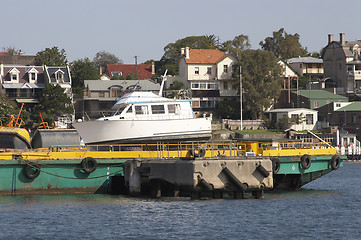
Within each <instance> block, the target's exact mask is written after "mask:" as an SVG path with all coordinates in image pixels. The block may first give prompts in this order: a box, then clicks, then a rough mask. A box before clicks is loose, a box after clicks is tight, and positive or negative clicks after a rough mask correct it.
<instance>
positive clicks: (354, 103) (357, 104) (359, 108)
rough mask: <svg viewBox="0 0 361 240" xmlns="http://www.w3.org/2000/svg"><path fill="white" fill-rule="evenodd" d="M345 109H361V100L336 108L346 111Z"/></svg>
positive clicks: (350, 111)
mask: <svg viewBox="0 0 361 240" xmlns="http://www.w3.org/2000/svg"><path fill="white" fill-rule="evenodd" d="M344 111H346V112H353V111H361V101H359V102H353V103H351V104H348V105H346V106H344V107H341V108H339V109H337V110H335V112H344Z"/></svg>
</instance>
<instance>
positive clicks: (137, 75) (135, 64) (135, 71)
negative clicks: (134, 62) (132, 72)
mask: <svg viewBox="0 0 361 240" xmlns="http://www.w3.org/2000/svg"><path fill="white" fill-rule="evenodd" d="M134 58H135V79H138V56H135V57H134Z"/></svg>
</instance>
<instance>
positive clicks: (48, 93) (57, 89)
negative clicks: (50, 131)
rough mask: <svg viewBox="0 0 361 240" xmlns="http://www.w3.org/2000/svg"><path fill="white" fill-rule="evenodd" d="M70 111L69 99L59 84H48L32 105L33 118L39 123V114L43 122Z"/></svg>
mask: <svg viewBox="0 0 361 240" xmlns="http://www.w3.org/2000/svg"><path fill="white" fill-rule="evenodd" d="M72 112H73V107H72V104H71V99H70V98H69V97H67V95H66V94H65V93H64V89H63V88H62V87H60V85H52V84H48V85H46V87H45V88H44V89H43V91H42V92H41V94H40V96H39V103H38V104H37V105H36V106H35V107H34V113H33V118H34V120H36V121H37V122H38V123H40V122H41V119H40V116H39V114H41V115H42V117H43V120H44V121H45V122H48V123H51V122H53V121H55V120H57V118H58V117H61V116H63V115H65V114H69V113H72Z"/></svg>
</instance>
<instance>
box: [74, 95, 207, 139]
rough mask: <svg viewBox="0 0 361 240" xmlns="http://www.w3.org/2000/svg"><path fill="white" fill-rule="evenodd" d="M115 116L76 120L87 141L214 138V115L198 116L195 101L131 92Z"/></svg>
mask: <svg viewBox="0 0 361 240" xmlns="http://www.w3.org/2000/svg"><path fill="white" fill-rule="evenodd" d="M112 109H116V112H115V114H114V115H113V116H110V117H102V118H99V119H97V120H91V121H83V122H77V123H74V124H73V126H74V127H75V129H76V130H77V131H78V133H79V135H80V136H81V138H82V139H83V141H84V143H85V144H100V143H113V142H119V143H121V142H123V143H136V142H157V141H172V142H175V141H181V140H200V139H209V138H210V137H211V118H210V117H203V118H196V117H195V115H194V112H193V109H192V107H191V100H181V99H169V98H165V97H161V96H158V95H156V94H154V93H152V92H140V91H139V92H137V91H135V92H130V93H126V94H125V95H124V96H123V97H121V98H120V99H119V100H118V101H117V102H116V104H115V105H114V106H113V107H112Z"/></svg>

**Directions for this task**. Repeat the material above in full and exactly, apart from the pictures.

**Task output**.
Within each <instance> block, the target's exact mask is written after "mask:" as an SVG path with all coordinates in image pixels. The block may first give prompts in this order: a box, then clicks, then a rough mask. A box before clicks is loose, a box after clicks is tight, and positive or negative clicks after a rough mask correct it.
<instance>
positive clicks: (354, 103) (357, 104) (359, 108)
rough mask: <svg viewBox="0 0 361 240" xmlns="http://www.w3.org/2000/svg"><path fill="white" fill-rule="evenodd" d="M345 109H361V100L336 108L346 111Z"/></svg>
positive clicks: (350, 111)
mask: <svg viewBox="0 0 361 240" xmlns="http://www.w3.org/2000/svg"><path fill="white" fill-rule="evenodd" d="M344 111H346V112H353V111H361V101H359V102H353V103H351V104H348V105H346V106H344V107H341V108H339V109H337V110H335V112H344Z"/></svg>
</instance>
<instance>
positive clicks: (137, 75) (135, 64) (135, 71)
negative clicks: (134, 62) (132, 72)
mask: <svg viewBox="0 0 361 240" xmlns="http://www.w3.org/2000/svg"><path fill="white" fill-rule="evenodd" d="M134 58H135V79H138V56H135V57H134Z"/></svg>
</instance>
<instance>
positive clicks: (48, 93) (57, 89)
negative clicks: (50, 131)
rough mask: <svg viewBox="0 0 361 240" xmlns="http://www.w3.org/2000/svg"><path fill="white" fill-rule="evenodd" d="M70 111L69 99L59 84H48L32 105L33 118L39 123V114L43 122Z"/></svg>
mask: <svg viewBox="0 0 361 240" xmlns="http://www.w3.org/2000/svg"><path fill="white" fill-rule="evenodd" d="M72 112H73V107H72V104H71V99H70V98H69V97H67V95H66V94H65V93H64V89H63V88H62V87H60V85H52V84H48V85H46V87H45V88H44V89H43V91H42V92H41V94H40V96H39V103H38V104H37V105H36V106H35V107H34V113H33V118H34V120H36V121H37V122H38V123H40V122H41V119H40V116H39V114H41V115H42V117H43V120H44V121H45V122H48V123H51V122H53V121H55V120H57V118H58V117H61V116H63V115H65V114H69V113H72Z"/></svg>
</instance>
<instance>
box: [74, 95, 207, 139]
rough mask: <svg viewBox="0 0 361 240" xmlns="http://www.w3.org/2000/svg"><path fill="white" fill-rule="evenodd" d="M115 116L76 120L87 141L214 138V115L198 116L195 101L131 92Z"/></svg>
mask: <svg viewBox="0 0 361 240" xmlns="http://www.w3.org/2000/svg"><path fill="white" fill-rule="evenodd" d="M112 109H116V112H115V114H114V115H113V116H110V117H102V118H99V119H97V120H91V121H83V122H77V123H74V124H73V126H74V127H75V129H76V130H77V131H78V133H79V135H80V136H81V138H82V139H83V141H84V143H85V144H100V143H113V142H119V143H121V142H123V143H136V142H157V141H172V142H175V141H181V140H200V139H209V138H210V137H211V118H210V117H203V118H196V117H195V115H194V112H193V109H192V107H191V100H181V99H169V98H165V97H161V96H158V95H156V94H154V93H152V92H140V91H139V92H137V91H135V92H130V93H126V94H125V95H124V96H123V97H121V98H120V99H119V100H118V101H117V102H116V104H115V105H114V106H113V107H112Z"/></svg>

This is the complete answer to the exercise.